* Given task 1
In the excerpt on Iraq's oil smuggling, rewrite the passage that opens with the words containing "As a result, as" and closes with "for its reconstruction.", substituting "illicit market" for "black market".
* Given task 2
Summarize the excerpt on Iraq's oil smuggling in two sentences.
* Given task 3
According to the excerpt on Iraq's oil smuggling, what position does Ali Al Alak hold?

* Excerpted text
%%

BAGHDAD, Iraq, June 3 — The sabotage attacks that have crippled Iraq's oil pipelines and refineries for the past three years are now being used to aid a vast smuggling network that is costing the Iraqi government billions of dollars a year, senior Iraqi and American officials here say.

Once thought to be only a tool for insurgents to undermine the government, the pipeline attacks have evolved into a lucrative moneymaking scheme for insurgents and enterprising criminal gangs alike. Ali Al Alak, the inspector general for the Oil Ministry, said the attacks are now orchestrated by both groups to force the government to import and distribute as much fuel as possible using thousands of tanker trucks.

In turn, the insurgents and criminal gangs — distinguishing among them has become increasingly problematic — have transformed the trucking trade into a potent tool for smuggling.

In many cases documented by Mr. Alak and other Iraqi officials, truckers, often collaborating with smuggling gangs, pay bribes or use forged papers to inflate the value of their load, tamper with their fuel meters, or simply turn their loads over to the gangs.

As a result, as much as 30 percent of imported gasoline is promptly stolen and resold abroad by smugglers, according to American and Iraqi officials. The shortfall is part of what forces Iraqi families to spend more on fuel from the black market, where it is far more expensive than from legal outlets.

The poisonous blend of smuggling and sabotage is yet another blow to the economy of a country whose huge oil reserves were expected before the 2003 invasion to pay for its reconstruction.

%%

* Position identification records

%%

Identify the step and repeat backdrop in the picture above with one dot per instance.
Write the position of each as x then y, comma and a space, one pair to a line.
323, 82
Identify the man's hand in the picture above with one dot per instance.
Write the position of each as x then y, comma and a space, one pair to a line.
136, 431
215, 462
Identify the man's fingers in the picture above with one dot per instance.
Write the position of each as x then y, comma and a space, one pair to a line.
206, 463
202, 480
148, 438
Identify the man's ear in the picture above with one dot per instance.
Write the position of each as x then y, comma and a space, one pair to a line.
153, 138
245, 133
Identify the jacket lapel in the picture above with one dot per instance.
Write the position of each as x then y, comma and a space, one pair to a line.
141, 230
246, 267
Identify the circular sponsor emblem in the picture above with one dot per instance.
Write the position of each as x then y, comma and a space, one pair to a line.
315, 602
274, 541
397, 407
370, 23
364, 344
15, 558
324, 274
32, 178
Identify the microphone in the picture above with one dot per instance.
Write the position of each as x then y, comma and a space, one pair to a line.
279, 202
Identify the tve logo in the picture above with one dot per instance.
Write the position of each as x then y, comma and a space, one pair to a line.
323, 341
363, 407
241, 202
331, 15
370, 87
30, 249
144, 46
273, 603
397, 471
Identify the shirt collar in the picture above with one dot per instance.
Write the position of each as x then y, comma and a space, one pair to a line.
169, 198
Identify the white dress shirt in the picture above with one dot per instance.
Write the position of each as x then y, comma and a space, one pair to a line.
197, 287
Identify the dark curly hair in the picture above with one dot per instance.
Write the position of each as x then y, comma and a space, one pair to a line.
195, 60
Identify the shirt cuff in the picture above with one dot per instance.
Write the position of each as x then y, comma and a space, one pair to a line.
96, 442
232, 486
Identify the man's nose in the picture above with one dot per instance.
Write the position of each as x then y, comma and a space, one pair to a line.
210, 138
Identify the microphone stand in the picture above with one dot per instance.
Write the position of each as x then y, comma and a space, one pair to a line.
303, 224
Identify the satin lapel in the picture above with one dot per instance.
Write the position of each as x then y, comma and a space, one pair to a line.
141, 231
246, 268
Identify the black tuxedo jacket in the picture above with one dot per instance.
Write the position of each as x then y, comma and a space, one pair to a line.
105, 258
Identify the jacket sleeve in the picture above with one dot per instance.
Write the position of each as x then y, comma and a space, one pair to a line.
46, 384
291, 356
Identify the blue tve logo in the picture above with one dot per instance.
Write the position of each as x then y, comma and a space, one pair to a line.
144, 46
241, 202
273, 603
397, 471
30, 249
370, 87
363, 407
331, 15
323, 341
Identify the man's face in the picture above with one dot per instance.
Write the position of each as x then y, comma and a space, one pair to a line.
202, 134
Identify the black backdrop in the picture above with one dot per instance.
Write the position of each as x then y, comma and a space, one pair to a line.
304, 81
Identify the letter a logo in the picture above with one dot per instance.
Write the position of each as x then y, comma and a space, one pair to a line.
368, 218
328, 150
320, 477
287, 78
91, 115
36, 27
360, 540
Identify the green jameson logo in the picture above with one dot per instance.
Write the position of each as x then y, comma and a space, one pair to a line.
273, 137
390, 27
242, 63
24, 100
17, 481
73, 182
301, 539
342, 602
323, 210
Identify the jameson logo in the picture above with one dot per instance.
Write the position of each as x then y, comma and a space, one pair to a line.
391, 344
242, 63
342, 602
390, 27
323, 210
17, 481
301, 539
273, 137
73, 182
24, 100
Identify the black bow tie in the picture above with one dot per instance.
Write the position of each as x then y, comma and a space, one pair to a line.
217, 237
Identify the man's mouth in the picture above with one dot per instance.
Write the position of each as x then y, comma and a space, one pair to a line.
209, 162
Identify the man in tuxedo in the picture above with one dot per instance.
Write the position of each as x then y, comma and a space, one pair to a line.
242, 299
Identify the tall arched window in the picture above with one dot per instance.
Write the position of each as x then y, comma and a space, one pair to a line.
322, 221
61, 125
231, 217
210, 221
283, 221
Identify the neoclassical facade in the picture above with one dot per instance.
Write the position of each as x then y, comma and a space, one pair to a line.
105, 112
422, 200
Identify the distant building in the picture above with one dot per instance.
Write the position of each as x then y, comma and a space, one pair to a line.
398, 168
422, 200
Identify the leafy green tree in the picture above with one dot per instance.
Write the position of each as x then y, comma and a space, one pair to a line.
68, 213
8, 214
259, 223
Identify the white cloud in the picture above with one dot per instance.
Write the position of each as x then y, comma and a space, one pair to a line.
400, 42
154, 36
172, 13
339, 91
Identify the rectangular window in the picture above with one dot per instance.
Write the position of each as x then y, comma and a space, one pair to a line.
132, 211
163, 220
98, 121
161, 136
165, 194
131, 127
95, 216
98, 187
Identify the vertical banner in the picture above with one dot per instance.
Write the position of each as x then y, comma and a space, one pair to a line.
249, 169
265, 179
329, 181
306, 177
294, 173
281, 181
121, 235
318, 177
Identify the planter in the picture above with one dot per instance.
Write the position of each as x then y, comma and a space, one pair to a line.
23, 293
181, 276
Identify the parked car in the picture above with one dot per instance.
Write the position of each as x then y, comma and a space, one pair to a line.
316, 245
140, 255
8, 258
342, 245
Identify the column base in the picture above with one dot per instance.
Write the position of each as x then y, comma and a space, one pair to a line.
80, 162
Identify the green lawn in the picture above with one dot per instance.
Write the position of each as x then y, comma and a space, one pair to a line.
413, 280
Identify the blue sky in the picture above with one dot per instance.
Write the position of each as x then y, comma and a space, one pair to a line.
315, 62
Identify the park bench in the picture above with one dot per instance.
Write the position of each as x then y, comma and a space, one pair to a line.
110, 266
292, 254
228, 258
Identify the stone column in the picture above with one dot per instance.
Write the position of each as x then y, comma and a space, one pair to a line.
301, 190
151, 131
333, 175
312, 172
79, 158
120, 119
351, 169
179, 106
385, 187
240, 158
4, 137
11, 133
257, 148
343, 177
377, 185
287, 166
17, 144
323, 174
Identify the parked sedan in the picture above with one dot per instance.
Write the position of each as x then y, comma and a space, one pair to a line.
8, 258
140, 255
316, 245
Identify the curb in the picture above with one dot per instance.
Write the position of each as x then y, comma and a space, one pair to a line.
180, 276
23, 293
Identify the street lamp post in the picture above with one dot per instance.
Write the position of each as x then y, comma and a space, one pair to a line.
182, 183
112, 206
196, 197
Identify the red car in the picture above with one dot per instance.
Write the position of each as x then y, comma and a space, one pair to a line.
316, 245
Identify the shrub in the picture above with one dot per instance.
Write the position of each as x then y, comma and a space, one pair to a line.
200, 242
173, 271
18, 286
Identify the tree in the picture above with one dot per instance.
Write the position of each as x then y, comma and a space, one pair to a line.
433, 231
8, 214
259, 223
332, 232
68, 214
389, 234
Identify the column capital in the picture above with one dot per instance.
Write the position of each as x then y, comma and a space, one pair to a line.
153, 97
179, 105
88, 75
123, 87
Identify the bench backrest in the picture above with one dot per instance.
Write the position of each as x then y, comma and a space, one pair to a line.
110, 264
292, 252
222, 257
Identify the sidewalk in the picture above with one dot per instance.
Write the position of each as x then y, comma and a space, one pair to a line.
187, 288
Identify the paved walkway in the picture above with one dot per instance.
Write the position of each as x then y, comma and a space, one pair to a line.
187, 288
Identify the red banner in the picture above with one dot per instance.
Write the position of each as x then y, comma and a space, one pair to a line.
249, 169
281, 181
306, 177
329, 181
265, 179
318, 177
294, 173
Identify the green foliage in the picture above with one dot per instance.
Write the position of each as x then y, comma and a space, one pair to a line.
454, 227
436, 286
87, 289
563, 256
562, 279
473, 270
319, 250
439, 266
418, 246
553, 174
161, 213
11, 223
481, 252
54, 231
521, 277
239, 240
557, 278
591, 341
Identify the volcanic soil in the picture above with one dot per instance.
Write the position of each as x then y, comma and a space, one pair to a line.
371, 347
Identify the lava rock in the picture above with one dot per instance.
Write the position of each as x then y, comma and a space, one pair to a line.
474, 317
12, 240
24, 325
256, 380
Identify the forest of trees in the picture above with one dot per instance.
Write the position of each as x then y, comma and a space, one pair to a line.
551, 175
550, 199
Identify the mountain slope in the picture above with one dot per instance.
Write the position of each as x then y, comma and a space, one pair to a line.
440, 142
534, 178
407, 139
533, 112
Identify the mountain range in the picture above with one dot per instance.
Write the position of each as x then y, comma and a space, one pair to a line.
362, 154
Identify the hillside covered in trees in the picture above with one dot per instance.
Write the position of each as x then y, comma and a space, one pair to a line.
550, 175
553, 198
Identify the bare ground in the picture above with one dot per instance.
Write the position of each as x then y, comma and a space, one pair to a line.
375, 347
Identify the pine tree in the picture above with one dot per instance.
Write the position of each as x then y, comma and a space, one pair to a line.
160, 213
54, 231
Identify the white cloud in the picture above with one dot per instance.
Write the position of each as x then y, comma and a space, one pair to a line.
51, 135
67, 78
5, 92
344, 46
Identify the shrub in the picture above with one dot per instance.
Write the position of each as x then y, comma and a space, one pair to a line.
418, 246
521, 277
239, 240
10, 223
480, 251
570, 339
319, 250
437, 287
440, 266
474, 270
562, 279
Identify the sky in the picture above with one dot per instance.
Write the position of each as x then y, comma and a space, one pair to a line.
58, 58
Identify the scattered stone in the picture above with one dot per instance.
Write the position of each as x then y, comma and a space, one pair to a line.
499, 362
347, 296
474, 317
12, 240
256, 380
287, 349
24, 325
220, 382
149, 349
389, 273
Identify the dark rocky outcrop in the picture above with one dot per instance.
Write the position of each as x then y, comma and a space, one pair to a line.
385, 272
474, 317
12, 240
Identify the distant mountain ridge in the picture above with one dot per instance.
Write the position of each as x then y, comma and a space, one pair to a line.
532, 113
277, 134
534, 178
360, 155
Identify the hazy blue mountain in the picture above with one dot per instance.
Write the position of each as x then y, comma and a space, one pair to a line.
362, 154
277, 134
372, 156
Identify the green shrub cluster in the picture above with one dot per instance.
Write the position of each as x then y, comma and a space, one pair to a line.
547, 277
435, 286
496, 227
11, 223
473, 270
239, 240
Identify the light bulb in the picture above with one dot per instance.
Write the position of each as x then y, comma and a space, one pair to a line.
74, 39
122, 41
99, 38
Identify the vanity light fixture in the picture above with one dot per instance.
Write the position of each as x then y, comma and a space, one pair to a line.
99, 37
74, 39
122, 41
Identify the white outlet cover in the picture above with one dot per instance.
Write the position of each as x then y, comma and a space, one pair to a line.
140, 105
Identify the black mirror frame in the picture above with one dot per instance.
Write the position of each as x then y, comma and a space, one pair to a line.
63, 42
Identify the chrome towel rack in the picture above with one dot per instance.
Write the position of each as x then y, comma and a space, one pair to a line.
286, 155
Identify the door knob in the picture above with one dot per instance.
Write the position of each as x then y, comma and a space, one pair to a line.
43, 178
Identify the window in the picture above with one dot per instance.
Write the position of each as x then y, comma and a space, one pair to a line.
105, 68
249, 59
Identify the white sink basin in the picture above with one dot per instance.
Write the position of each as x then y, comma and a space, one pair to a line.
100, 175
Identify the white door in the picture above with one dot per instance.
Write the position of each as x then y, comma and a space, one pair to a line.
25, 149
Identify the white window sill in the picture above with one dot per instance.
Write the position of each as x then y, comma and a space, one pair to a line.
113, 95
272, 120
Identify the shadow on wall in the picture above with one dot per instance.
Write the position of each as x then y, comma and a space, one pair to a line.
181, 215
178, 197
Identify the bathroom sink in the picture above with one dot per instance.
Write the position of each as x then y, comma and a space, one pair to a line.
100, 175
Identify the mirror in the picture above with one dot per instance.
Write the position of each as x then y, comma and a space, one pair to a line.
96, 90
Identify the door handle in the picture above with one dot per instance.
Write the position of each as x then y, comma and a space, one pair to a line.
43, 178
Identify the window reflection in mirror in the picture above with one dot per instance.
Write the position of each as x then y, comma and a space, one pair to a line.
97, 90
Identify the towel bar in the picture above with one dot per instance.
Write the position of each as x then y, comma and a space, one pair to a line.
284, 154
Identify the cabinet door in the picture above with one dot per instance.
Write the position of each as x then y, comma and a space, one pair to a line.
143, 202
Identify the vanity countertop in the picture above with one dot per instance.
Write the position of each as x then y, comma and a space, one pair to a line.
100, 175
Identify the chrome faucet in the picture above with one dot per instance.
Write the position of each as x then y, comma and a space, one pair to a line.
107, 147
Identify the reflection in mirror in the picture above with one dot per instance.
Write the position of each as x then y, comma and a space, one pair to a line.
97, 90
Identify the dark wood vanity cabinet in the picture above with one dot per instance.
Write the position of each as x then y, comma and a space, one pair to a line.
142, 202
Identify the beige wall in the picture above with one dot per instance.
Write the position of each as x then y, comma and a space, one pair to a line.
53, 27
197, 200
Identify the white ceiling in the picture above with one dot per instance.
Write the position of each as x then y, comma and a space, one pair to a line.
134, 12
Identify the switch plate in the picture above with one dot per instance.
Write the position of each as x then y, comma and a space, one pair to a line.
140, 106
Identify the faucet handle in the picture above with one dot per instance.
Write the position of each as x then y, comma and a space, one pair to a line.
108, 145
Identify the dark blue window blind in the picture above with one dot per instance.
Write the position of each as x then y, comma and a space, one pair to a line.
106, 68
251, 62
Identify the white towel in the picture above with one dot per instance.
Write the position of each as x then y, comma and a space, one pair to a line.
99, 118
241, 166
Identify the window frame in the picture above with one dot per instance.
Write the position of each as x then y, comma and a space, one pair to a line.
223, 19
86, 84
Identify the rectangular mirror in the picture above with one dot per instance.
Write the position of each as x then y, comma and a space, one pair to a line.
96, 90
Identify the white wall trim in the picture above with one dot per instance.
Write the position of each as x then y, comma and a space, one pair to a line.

%%

* Written reply 1
As a result, as much as 30 percent of imported gasoline is promptly stolen and resold abroad by smugglers, according to American and Iraqi officials. The shortfall is part of what forces Iraqi families to spend more on fuel from the illicit market, where it is far more expensive than from legal outlets.

The poisonous blend of smuggling and sabotage is yet another blow to the economy of a country whose huge oil reserves were expected before the 2003 invasion to pay for its reconstruction.

* Written reply 2
Insurgents and criminal gangs are now using sabotage attacks on Iraq's oil pipelines and refineries to force the government to import fuel by tanker truck, and they have turned that trucking trade into a smuggling network that costs the government billions of dollars a year. Through bribes, forged papers, tampered meters and handed-over loads, as much as 30 percent of imported gasoline is stolen and resold abroad, which pushes Iraqi families toward costlier black-market fuel.

* Written reply 3
He is the inspector general for the Oil Ministry.